EXERCISE PROMPT
All records that follow are to be copied exactly, with images omitted.

AVAILABLE DATA
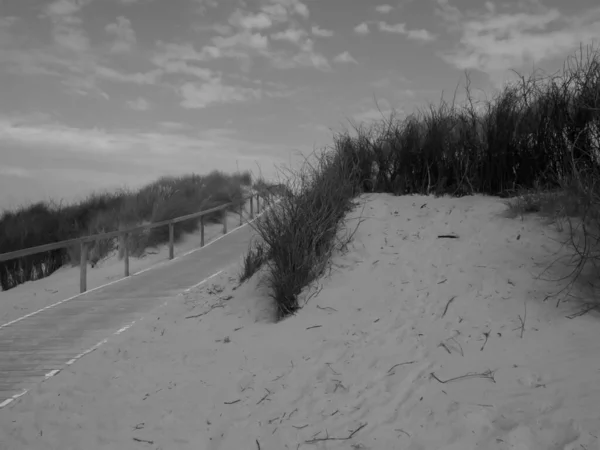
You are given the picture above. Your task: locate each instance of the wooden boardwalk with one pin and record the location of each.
(46, 341)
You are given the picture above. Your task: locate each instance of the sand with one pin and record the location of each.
(64, 283)
(411, 342)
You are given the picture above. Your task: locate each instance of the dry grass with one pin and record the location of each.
(536, 142)
(166, 198)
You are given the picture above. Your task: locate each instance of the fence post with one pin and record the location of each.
(201, 231)
(126, 254)
(83, 267)
(171, 240)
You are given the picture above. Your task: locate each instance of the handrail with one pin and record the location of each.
(123, 234)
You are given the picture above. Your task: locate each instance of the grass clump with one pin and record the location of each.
(300, 232)
(539, 136)
(253, 261)
(166, 198)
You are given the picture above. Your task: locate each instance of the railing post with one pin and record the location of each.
(171, 240)
(83, 267)
(126, 254)
(201, 231)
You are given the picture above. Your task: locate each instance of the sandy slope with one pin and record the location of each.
(364, 354)
(64, 283)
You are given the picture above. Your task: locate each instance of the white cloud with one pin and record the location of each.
(345, 57)
(362, 28)
(384, 9)
(420, 35)
(198, 96)
(124, 35)
(67, 30)
(321, 32)
(139, 104)
(277, 12)
(495, 43)
(258, 21)
(399, 28)
(301, 9)
(294, 35)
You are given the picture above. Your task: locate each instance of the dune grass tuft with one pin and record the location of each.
(536, 142)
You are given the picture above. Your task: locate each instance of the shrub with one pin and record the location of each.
(166, 198)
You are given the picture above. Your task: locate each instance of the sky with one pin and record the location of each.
(102, 94)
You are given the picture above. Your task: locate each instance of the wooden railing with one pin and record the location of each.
(122, 235)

EXERCISE RESULT
You are given the picture above. Your task: locate each instance of the wooden boardwalk with one pin and record the location of each.
(46, 341)
You are given the picture above. Your task: locate each instance of the sand with one pin and record the location of each.
(64, 283)
(411, 342)
You are given the picture above. Your task: locate each instance of the dry grass with one pin and record the location of each.
(536, 142)
(166, 198)
You are given the picture above. Your task: locate each instance of the fence post with one pin and record the location of each.
(201, 231)
(126, 254)
(83, 267)
(171, 240)
You are given the picture above. Your task: locate each instance of the handrail with one pin and record the location of each.
(123, 234)
You are given the picture above. Your task: locate each instance of the grass clump with one pin and record the location of each.
(300, 232)
(539, 136)
(253, 261)
(166, 198)
You are given the picture above. Your task: locate each instance of the railing post with one pin and record the location of each.
(171, 240)
(83, 267)
(126, 254)
(201, 231)
You are given the picture above. Your task: locate each instance of the sandy slope with one pin and record the location of each.
(364, 354)
(64, 283)
You are given the picture above. Your task: locate each instance of the white cloud with one pin and record the location of each.
(345, 57)
(362, 28)
(384, 9)
(420, 35)
(198, 96)
(124, 35)
(67, 30)
(321, 32)
(139, 104)
(277, 12)
(495, 43)
(258, 21)
(399, 28)
(301, 9)
(294, 35)
You are given the picture above. Your task: locate each instance of the dune grass tuft with one pin and record the location of each.
(536, 142)
You are given the picture above. Your task: locate each instance of the shrub with one pin and record the location of each.
(166, 198)
You are given the picture above. Your task: locate each instance of the sky with one pin and record the location of each.
(102, 94)
You are given the picture above. Your task: locate each instance of the wooden railing with one pin and record the location of each.
(122, 235)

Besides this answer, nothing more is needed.